Transcribe every line of the listing below verbatim, keeping its original wording and order.

[Point labels for objects]
++++++

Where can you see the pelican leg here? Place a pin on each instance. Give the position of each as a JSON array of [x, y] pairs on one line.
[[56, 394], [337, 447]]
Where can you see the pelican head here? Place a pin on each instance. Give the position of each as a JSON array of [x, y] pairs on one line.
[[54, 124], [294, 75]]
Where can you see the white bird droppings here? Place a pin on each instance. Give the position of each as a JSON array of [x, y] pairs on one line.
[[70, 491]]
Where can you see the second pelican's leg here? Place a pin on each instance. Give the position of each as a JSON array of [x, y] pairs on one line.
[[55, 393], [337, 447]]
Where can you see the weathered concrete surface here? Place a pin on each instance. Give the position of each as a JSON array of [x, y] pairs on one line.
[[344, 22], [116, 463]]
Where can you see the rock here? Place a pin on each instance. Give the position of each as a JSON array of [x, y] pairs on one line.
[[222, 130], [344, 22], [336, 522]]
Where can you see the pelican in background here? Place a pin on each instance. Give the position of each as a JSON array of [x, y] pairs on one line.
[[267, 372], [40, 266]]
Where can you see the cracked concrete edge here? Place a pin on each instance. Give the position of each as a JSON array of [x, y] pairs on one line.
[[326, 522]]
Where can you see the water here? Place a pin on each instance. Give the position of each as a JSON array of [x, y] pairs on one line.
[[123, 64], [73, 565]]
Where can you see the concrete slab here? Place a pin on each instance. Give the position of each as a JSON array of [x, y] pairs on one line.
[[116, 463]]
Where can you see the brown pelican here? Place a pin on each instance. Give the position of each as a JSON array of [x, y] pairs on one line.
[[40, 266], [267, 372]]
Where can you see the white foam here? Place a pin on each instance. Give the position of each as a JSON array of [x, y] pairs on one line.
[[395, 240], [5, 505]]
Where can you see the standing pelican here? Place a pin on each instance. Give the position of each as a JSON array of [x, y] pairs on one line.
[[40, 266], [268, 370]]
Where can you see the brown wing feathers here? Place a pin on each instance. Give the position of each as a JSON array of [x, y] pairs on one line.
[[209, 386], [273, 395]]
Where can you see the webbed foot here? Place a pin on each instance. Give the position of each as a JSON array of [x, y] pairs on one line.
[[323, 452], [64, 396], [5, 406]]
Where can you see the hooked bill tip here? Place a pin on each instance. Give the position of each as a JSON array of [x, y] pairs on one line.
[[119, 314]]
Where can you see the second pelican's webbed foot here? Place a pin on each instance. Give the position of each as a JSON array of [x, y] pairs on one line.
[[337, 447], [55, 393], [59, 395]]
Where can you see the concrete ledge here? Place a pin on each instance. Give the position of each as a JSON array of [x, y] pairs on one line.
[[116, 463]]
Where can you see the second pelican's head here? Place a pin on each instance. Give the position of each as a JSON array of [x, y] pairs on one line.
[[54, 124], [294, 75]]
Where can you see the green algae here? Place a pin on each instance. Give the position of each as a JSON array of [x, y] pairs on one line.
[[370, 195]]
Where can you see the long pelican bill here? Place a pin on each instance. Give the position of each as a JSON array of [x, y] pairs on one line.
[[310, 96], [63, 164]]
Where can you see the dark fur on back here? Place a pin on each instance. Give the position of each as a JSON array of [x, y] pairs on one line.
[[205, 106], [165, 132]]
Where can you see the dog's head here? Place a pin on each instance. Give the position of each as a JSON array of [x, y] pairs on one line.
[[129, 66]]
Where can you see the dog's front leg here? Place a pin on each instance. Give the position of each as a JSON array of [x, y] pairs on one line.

++++++

The solution
Where can you see the pelican leg here? Place a pin on each instance. Give the position of each as a JSON array of [x, y] pairs on one line.
[[56, 394], [337, 447]]
Where can you see the pelican head here? Place a pin on each instance. Give the position of each as a JSON array of [x, y] pairs on one line.
[[54, 124], [294, 75]]
Where can you see the white bird droppings here? Place a pin on each instance. Give the position of each as a JSON array of [x, y] pairs on one line.
[[70, 491]]
Where can you see the second pelican's leg here? Place a pin on each instance. Give the position of each as a JSON array of [x, y] pairs on one line.
[[55, 393], [337, 447]]
Where can you see the weathered concrete surface here? Place a pin on each instance. Give the position of each as a JSON array of [x, y] pairs on one line.
[[344, 22], [116, 463]]
Where can you see the rock here? Place a pin on each instance. Give the position of each as a JSON array of [x, y] pairs on one line.
[[222, 130], [344, 22], [336, 522]]
Where can you see the pelican in background here? Place a pin on each instance. Give the position of each as a JSON array of [x, y] pairs on one line.
[[267, 372], [40, 266]]
Where can you see the cracked concrete edge here? Place a pin on each instance. Give the position of each as a JSON array of [x, y] pairs on one line.
[[326, 522]]
Where can you see the water here? Place a pin on each instance. Give the position of each as a JSON array of [x, y] pairs on one line.
[[123, 64], [73, 565]]
Where can you see the concrete slab here? Place a pin on each instance. Give the position of each as a JSON array of [x, y] pairs on one line.
[[116, 463]]
Where can you see the brown pelican here? Place a pin on each instance. Give the position of each as a JSON array of [x, y] pairs on one line.
[[40, 266], [267, 372]]
Where can you see the white foam here? Place a pin on each instance. Give the position of each as a JSON array of [x, y] pairs on one line.
[[395, 240], [5, 505]]
Where can you see the standing pelican here? Place a pin on each instance. Give the position of each as a JSON array of [x, y] pairs on one line.
[[40, 266], [268, 370]]
Where can you see the brown wing feathers here? Place a pin on each instance. Give the position of each as a JSON array of [x, y] pairs on one line.
[[209, 386], [273, 395]]
Where can you see the webbed foot here? Place a pin on each instance. Give the position of each as a JSON array of [x, y] pairs on one line.
[[323, 452], [64, 396], [5, 406]]
Where can you see the hooked bill tip here? Place a pin on each instance. Give the position of each as a JSON array of [x, y] pairs on one line.
[[119, 314]]
Where can you see the second pelican's webbed foot here? Place a pin on each instance. Give the position of each as a JSON array of [x, y] pairs on one line.
[[337, 447], [55, 393], [59, 395]]
Where can you see the concrete ledge here? Place a pin on each instance. Give the position of each as a JSON array of [x, y] pairs on one line.
[[116, 463]]
Where can you see the second pelican's head here? Place a pin on each instance. Give the position of each as a JSON array of [x, y] pairs on one line.
[[54, 124], [294, 75]]
Where can you see the green algae here? Place a pin on each instance. Give the position of each as a JSON array of [x, y] pairs on one line.
[[370, 195]]
Where can you see the long pelican bill here? Place a pin on each instance. Give the position of each as a JSON array of [x, y] pairs on one line.
[[310, 96], [63, 164]]
Where can you see the dark fur on back here? Place a pin on each instance. Give the position of each as a JSON array of [x, y] pairs on one line.
[[205, 106], [165, 132]]
Where can you see the dog's head here? Place a pin on each instance. Give the position of each as a JSON array of [x, y] pairs on one line.
[[129, 66]]
Where can you see the dog's front leg here? Place a pin on each instance. Give the position of each as a JSON array of [x, y] pairs on one line.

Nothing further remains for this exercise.